═════ Passage given

Is my piping and redirection causing unnecessary delay? Is this simply an issue of a large file?

# Log is in common log format
# host ident authuser date request status bytes
# 127.0.0.1 user-identifier frank [10/Oct/2000:13:55:36 -0700] "GET /apache_pb.gif HTTP/1.0" 200 2326

#initialize check date and end date
ckdate=$(date --date='1 days ago' +%s)
#enddate=$(date --date='1 fortnight ago' +%s)
enddate=$(date --date='3 days ago' +%s) #test date for shorter term

#feed log in reverse into loop
# tac to print log backwards into loop (newest log entry at bottom of file)
# chkdate is seconds most recent date from line is
tac "/etc/httpd/logs/access_log" | \
 while read line && (( $ckdate >= $enddate ))

══════════
═════ Data extract

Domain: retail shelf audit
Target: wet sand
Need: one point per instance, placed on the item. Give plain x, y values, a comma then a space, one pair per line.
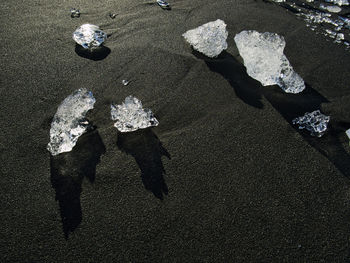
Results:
225, 177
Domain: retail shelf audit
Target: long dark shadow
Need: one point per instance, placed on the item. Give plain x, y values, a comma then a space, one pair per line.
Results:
295, 105
246, 88
96, 54
147, 150
288, 105
67, 173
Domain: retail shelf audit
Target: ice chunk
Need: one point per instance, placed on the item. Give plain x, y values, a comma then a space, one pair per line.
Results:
209, 39
332, 9
264, 59
130, 115
163, 4
74, 13
89, 36
69, 121
315, 122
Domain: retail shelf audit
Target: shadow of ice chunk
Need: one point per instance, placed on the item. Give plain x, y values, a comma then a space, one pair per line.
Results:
209, 39
264, 59
130, 116
69, 122
348, 134
315, 122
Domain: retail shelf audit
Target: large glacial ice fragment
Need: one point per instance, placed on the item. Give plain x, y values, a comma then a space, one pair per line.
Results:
130, 116
89, 36
264, 59
69, 122
315, 122
209, 39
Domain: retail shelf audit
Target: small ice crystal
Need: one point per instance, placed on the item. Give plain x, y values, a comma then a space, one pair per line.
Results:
163, 4
112, 15
332, 9
315, 122
130, 115
74, 13
338, 2
209, 39
264, 59
69, 121
89, 36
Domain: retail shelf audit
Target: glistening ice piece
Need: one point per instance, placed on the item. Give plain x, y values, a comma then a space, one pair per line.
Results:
89, 36
209, 39
69, 122
130, 116
264, 59
315, 122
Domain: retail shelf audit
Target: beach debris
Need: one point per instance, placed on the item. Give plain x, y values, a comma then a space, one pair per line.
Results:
320, 16
89, 36
315, 122
69, 122
112, 15
163, 4
130, 116
264, 59
74, 13
329, 8
209, 39
338, 2
125, 82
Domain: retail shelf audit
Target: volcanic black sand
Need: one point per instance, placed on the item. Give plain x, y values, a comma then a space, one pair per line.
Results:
225, 177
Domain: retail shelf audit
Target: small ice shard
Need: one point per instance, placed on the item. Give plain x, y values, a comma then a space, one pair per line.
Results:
332, 9
339, 37
163, 4
74, 13
130, 115
209, 39
315, 122
69, 121
89, 36
112, 15
264, 59
338, 2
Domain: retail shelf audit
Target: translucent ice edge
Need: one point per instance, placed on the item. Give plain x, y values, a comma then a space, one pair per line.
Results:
69, 122
130, 116
89, 36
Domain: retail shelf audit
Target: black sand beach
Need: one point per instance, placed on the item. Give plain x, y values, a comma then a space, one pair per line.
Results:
224, 177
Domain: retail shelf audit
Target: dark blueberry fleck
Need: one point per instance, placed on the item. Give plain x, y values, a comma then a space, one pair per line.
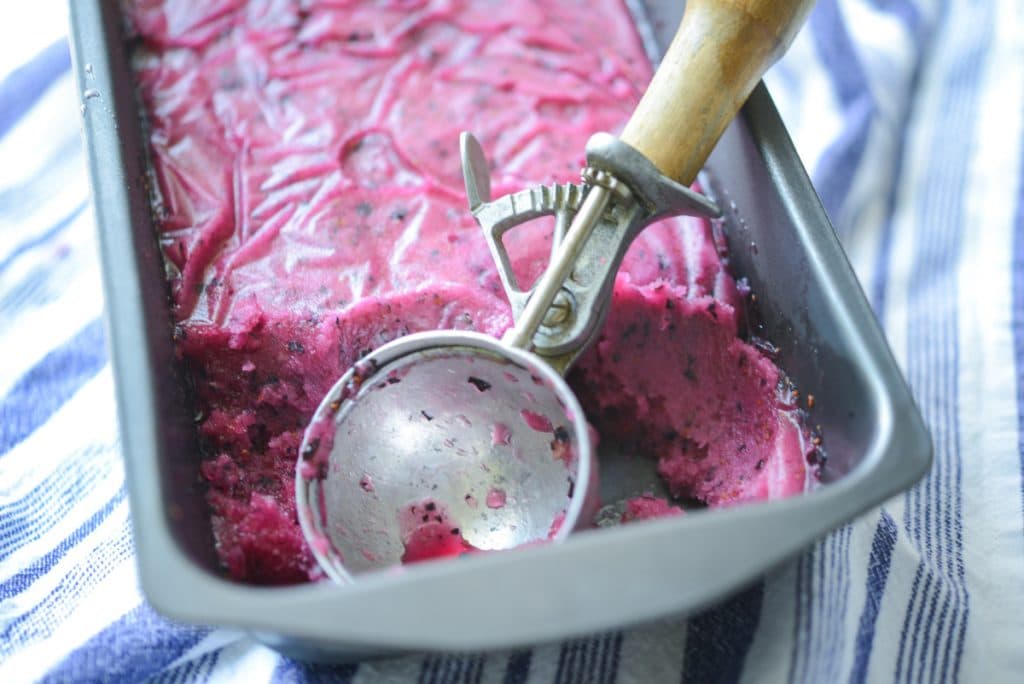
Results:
481, 385
689, 373
310, 449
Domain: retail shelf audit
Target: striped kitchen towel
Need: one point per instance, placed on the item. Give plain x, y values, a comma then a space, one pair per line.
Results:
908, 116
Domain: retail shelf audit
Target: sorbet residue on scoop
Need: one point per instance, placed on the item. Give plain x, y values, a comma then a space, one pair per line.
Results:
309, 206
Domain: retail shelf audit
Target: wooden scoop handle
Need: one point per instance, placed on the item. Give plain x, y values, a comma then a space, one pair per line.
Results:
721, 50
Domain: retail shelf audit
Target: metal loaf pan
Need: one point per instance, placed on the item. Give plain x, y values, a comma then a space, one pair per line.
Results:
809, 304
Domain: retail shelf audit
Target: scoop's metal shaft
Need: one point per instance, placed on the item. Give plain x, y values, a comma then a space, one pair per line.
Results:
560, 267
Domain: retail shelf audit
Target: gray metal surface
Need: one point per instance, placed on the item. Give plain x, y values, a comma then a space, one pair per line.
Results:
595, 223
809, 304
472, 442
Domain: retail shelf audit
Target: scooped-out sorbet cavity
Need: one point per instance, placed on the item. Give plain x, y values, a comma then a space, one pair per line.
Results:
309, 207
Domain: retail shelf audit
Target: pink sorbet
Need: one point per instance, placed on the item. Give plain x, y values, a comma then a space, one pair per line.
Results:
309, 205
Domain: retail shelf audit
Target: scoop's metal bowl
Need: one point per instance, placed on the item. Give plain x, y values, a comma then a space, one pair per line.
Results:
440, 443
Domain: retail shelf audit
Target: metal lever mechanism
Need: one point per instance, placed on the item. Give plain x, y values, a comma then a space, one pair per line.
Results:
622, 194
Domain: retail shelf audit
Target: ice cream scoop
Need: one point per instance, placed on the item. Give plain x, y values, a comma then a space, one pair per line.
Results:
445, 443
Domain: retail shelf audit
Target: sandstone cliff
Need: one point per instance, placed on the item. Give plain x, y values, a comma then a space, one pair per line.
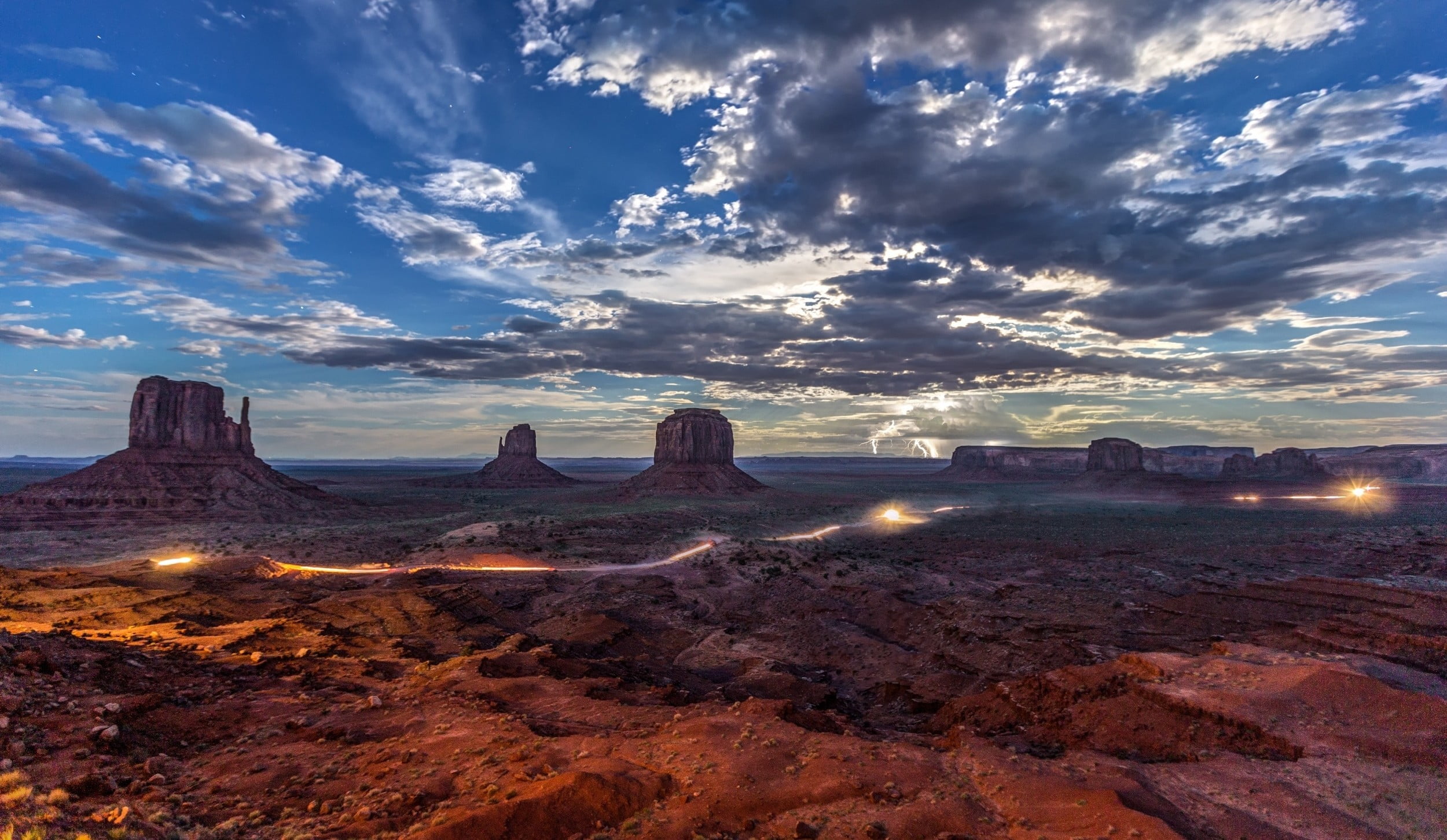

══════════

Continue the access-log script from its last line, keeping the same shell style.

Result of the exercise >>
do
  #send line into output, cutting out the date-time (-f4),
  # and cleaning for date only (-d: f1)
  #echo $line | cut -d ' ' -f4 | tr -d '[' | cut -d: -f1

  echo $line | cut -d ' ' -f4 | tr -d '[' \
    | cut -d: -f1 | tr '/' '-' | xargs -i date -d '{}' +'%Y-%m-%d'

  #update the check date based on latest line, formatting as seconds since 1970
  ckdate=$( ( echo $line | cut -d ' ' -f4 | tr -d '[' \
    | cut -d: -f1 | tr '/' '-' | xargs -i date -d '{}' +'%s' ) )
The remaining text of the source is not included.